== Alıntı metin ==
--------------------------------

Dumanlı, Yılmaz'a yaranabilir mi?
Hürriyet yazarı M.Yakup Yılmaz’ın “Geçen gün dağıtım şirketlerinden gelen satış raporlarına bakarken ilginç bir ayrıntının farkına vardım. Vakit'in 32.166, Zaman'ın 25.154, Yeni Şafak'ın 16.837 adet bayi satışı var.” şeklindeki ifadeleri Ekrem Dumanlı’yı hayli sinirlendirmiş.
Diyor ki :“Yılların gazetecisi Mehmet Y. Yılmaz: "AKP destekçisi dinci medya". Ayıp! Sen böyle söylersen başkalarının sana söylediğini de hak etmiş olmaz mısın? Meslektaşına saygı duymayan, kendine saygı duymuyor demektir. Benim tanıdığım M.Yakup, bu değil. Vakit de bu arkadaşıma "Pornocu" diye hitap ediyor. Ne kadar ayıp ve ne kadar çirkin. 'Kartel medyası' lafı da hoş değil. Aydın Doğan da bundan haz almıyordur herhalde”

--------------------------------

== Görev gereksinimleri ==
a: Alıntı metinde Zaman gazetesinin bayi satışı kaç adet olarak verilmiştir?
b: Alıntı metinde "Dumanlı, Yılmaz'a yaranabilir" ifadesinden başlayıp aşağıya doğru "Dumanlı’yı hayli sinirlendirmiş." ifadesine kadar uzanan bölümün tamamını aynen yazın.

--------------------------------

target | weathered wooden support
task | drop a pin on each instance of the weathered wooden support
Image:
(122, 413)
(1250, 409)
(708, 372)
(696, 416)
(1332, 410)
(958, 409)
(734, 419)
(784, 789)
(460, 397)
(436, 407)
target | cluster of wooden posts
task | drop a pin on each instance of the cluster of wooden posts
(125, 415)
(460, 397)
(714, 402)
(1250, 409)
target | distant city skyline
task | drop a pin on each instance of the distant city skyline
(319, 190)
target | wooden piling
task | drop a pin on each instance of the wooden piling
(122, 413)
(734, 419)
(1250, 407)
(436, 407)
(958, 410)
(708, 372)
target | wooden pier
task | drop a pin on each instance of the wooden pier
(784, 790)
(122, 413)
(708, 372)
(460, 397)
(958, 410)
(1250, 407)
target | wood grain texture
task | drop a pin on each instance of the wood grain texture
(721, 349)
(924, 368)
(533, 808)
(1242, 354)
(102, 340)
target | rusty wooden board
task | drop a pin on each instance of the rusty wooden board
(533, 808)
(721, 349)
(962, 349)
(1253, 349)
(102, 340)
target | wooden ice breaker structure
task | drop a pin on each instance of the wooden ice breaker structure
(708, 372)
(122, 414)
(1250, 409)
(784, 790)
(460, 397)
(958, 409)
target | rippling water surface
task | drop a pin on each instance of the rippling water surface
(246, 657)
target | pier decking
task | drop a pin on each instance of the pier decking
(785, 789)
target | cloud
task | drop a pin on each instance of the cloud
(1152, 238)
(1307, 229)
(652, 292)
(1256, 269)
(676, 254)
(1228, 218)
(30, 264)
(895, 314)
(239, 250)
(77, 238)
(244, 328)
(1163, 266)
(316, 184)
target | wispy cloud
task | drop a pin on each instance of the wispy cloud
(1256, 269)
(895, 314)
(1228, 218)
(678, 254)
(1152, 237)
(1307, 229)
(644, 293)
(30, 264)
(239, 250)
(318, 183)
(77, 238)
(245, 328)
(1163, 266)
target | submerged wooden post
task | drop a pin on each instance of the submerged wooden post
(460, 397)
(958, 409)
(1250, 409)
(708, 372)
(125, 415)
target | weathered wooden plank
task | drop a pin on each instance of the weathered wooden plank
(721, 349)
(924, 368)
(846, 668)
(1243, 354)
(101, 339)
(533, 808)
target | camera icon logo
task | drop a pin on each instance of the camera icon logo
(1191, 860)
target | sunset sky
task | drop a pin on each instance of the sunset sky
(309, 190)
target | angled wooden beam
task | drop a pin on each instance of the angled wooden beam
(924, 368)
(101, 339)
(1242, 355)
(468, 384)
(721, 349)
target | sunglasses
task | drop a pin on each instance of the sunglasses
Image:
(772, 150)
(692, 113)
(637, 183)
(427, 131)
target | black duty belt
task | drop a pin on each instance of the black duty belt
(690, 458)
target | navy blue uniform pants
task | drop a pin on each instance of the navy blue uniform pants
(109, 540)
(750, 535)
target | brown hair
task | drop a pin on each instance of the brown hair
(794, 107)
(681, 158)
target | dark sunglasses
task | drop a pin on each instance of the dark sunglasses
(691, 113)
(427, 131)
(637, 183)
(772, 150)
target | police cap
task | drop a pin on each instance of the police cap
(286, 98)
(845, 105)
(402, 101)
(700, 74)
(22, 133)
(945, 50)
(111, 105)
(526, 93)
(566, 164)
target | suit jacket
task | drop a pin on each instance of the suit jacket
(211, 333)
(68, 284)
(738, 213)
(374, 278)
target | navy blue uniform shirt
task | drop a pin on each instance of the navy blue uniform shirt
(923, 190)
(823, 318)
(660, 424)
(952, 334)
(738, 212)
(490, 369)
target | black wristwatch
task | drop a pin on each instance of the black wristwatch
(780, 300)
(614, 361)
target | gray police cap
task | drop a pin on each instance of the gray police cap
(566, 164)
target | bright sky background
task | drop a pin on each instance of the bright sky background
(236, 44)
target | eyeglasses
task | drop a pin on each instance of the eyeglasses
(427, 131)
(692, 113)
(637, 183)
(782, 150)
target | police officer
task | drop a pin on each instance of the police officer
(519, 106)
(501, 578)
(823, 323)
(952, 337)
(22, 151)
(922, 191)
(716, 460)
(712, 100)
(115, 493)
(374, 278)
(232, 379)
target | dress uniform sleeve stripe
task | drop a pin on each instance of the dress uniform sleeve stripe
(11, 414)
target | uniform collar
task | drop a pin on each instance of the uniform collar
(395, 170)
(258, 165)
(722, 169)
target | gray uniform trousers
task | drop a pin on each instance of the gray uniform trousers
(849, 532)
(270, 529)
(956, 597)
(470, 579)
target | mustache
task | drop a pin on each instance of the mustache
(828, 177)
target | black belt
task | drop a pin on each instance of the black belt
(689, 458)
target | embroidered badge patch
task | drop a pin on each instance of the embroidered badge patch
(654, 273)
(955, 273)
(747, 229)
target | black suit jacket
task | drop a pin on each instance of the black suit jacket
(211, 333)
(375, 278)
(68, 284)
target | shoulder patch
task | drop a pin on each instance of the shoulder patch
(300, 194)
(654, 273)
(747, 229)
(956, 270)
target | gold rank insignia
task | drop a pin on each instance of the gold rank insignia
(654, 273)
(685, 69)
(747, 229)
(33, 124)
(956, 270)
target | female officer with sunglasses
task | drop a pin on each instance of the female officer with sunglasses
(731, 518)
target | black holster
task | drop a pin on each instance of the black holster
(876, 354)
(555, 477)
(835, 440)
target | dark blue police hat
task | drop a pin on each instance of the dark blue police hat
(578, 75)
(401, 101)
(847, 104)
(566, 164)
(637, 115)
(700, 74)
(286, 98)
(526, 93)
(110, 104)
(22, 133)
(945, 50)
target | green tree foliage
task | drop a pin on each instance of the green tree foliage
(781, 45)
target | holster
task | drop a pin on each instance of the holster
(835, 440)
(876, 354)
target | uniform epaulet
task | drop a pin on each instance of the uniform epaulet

--------------------------------

== Sıralı çözümler ==
a: 25.154 adet.

b:
Dumanlı, Yılmaz'a yaranabilir mi?
Hürriyet yazarı M.Yakup Yılmaz’ın “Geçen gün dağıtım şirketlerinden gelen satış raporlarına bakarken ilginç bir ayrıntının farkına vardım. Vakit'in 32.166, Zaman'ın 25.154, Yeni Şafak'ın 16.837 adet bayi satışı var.” şeklindeki ifadeleri Ekrem Dumanlı’yı hayli sinirlendirmiş.